- [EXCERPTED DATA]:
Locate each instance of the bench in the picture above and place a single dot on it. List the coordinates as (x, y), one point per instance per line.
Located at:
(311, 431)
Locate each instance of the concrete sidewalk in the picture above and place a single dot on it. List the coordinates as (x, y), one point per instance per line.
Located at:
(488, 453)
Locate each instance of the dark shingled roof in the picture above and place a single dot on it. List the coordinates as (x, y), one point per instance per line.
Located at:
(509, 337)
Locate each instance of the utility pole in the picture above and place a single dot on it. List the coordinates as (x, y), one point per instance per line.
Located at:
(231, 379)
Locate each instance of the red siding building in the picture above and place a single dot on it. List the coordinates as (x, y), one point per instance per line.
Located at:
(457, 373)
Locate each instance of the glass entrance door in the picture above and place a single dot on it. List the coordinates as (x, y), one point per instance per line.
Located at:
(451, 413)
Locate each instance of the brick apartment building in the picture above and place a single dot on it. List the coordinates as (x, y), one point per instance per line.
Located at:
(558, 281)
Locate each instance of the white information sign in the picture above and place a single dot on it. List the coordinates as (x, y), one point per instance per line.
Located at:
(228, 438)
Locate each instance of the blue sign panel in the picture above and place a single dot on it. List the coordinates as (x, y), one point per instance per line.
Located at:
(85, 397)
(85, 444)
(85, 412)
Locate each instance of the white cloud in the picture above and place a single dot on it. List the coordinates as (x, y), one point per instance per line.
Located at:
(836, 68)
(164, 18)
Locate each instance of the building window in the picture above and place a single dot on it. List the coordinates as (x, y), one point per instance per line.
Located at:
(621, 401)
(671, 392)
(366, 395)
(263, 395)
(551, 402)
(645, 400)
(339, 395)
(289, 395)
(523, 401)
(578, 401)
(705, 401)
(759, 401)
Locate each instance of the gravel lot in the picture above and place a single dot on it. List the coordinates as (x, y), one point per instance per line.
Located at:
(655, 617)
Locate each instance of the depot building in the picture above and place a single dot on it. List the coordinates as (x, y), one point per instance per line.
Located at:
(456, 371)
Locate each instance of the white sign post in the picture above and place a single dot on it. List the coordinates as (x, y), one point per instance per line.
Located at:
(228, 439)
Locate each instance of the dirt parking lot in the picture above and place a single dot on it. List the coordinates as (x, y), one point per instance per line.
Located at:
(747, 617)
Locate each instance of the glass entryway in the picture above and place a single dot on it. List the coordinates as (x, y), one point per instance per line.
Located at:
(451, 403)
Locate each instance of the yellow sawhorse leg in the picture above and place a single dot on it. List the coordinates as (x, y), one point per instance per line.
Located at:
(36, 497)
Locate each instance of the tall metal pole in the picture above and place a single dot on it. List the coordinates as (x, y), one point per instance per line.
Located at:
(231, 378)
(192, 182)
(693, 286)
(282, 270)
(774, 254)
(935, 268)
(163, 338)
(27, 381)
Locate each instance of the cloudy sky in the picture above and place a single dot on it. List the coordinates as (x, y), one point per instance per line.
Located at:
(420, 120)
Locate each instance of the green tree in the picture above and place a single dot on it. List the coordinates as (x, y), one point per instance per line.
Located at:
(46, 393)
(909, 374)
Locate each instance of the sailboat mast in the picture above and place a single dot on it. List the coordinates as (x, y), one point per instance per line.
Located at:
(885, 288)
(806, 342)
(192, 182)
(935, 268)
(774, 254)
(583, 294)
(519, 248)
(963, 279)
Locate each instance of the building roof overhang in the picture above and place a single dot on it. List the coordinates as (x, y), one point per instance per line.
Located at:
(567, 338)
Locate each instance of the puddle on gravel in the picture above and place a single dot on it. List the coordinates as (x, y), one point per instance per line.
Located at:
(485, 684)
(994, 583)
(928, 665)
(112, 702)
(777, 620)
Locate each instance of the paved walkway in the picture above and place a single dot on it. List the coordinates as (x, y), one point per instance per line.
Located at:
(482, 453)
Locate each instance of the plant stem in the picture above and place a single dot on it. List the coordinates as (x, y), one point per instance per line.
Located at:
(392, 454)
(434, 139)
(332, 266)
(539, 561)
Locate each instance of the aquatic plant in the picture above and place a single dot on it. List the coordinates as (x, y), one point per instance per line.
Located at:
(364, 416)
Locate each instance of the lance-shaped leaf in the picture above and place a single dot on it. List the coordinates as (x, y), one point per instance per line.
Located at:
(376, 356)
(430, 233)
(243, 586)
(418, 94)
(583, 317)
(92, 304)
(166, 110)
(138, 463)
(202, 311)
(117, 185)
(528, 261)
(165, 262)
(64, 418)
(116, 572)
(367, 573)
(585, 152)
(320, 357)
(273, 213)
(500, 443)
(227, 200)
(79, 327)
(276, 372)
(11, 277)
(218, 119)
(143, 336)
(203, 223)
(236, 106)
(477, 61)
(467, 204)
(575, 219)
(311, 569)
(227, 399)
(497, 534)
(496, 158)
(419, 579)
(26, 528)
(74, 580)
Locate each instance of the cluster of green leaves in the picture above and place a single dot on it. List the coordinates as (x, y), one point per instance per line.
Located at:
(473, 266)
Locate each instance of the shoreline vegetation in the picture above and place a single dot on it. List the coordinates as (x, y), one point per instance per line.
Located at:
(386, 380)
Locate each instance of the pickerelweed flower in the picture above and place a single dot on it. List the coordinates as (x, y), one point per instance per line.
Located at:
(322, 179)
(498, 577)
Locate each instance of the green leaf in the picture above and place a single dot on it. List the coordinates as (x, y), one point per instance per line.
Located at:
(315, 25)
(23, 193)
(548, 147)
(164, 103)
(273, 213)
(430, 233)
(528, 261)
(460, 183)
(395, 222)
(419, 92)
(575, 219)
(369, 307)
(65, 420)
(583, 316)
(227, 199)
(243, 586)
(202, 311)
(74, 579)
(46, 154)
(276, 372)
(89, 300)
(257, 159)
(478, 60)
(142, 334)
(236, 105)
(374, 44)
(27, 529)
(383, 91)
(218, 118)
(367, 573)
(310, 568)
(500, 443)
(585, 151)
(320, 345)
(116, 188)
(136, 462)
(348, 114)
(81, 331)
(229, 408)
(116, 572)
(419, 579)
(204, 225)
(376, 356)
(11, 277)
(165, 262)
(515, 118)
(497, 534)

- [TASK TO COMPLETE]: From the listing above, pick out each line where the word "plant" appears.

- [COMPLETED TASK]:
Locate each instance of the plant stem in the picture above and place a single dot on it. List the coordinates as (x, y), one point per instance per line.
Locate each instance of the aquatic plant in the picture above and place a single dot on it. List the coordinates as (x, y), one point per instance per line.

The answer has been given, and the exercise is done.